Text block START
A group of people appear to be exercising on yoga mats.
A consistently healthy lifestyle could help ward off Type 2 diabetes, according to researchers. (For Spectrum Health Beat)

There could be an added bonus to keeping your cardiovascular health on track—a heart-healthy lifestyle can also prevent Type 2 diabetes, researchers say.

And it’s better to prevent Type 2 diabetes than to have to treat it, the Ohio State University researchers added.

“Healthy people need to work to stay healthy. Follow the guidelines. Don’t proceed to high blood sugar and then worry about stopping diabetes,” said study leader Dr. Joshua Joseph, an endocrinologist at the university’s Wexner Medical Center, in Columbus, Ohio.

For the study, the researchers assessed diabetes among more than 7,700 participants in a stroke study.

The investigators used the American Heart Association’s “Life’s Simple 7” factors to measure heart health. That well-known tool assesses physical activity, diet, weight, cholesterol, blood pressure, blood sugar (glucose) and tobacco use.

Participants who were in the recommended ranges for at least four of the seven heart health factors had a 70 percent lower risk of developing diabetes over 10 years, according to the report.

“What’s interesting is when we compared people who had normal blood glucose and those who already had impaired blood glucose,” Joseph said.

“Those in normal levels who attained four or more guideline factors had an 80 percent lower risk of developing diabetes. Those who were already diabetic or prediabetic and met four of the factors had no change in lowering their risk for diabetes,” he said in a university news release.

The findings show that people need to take steps to prevent diabetes before they’re at risk, he explained.

By the time diabetes is diagnosed, people need high-intensity interventions that focus on physical activity and diet to promote weight loss and, possibly, medications, Joseph added.

According to Dr. K. Craig Kent, dean of the College of Medicine, “This research adds to our collective understanding about how physicians can help their patients prevent a number of serious diseases, including heart disease, cancer and now diabetes.”

Nearly one-third of Americans have prediabetes or diabetes, according to the U.S. Centers for Disease Control and Prevention.

The study results were published recently in the journal Diabetologia.
Text block END
Supplied data START
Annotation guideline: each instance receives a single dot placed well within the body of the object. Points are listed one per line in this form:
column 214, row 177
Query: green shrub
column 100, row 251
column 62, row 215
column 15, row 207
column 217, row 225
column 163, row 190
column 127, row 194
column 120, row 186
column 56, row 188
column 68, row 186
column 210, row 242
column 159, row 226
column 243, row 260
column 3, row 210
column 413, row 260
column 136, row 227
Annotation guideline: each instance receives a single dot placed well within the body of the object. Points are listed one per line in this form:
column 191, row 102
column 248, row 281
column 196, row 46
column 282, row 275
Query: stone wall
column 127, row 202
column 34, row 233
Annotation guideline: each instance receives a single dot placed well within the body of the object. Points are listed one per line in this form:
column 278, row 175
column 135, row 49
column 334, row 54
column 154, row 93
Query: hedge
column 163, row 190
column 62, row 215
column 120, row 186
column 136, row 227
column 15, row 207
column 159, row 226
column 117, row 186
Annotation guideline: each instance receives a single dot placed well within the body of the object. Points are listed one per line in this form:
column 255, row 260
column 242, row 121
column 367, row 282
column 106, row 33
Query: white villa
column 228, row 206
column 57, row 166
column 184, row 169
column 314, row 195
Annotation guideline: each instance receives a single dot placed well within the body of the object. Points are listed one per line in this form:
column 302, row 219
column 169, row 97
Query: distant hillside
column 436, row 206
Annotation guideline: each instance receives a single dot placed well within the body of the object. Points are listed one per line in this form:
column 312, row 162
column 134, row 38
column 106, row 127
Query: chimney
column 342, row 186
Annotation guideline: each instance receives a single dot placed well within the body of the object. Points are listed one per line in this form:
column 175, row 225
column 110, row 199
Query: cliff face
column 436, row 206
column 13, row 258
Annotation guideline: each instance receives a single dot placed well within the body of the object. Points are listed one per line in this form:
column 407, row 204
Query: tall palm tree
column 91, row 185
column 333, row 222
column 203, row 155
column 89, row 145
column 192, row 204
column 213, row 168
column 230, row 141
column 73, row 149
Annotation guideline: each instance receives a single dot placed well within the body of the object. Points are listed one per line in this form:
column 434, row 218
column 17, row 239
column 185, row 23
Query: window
Supplied data END
Tasks to complete:
1. Using the diabetes article, explain in one to three sentences why people should take steps to prevent diabetes before they are at risk.
2. Please decide whether each statement agrees with the diabetes article, answering yes or no and quoting the deciding words: (a) The researchers assessed diabetes among more than 7,700 participants. (b) Participants in the recommended ranges for at least four of the seven factors had an 80 percent lower risk of developing diabetes over 10 years. (c) The study results were published in the journal Diabetologia.

Responses per task:
1. The study found that people with normal blood glucose who met four or more of the guideline factors had an 80 percent lower risk of developing diabetes. People who were already diabetic or prediabetic and met four of the factors saw no change in their risk. According to Joseph, this shows that prevention has to start before people are at risk.

2.
(a) Yes: "the researchers assessed diabetes among more than 7,700 participants in a stroke study"
(b) No: "had a 70 percent lower risk of developing diabetes over 10 years"
(c) Yes: "The study results were published recently in the journal Diabetologia."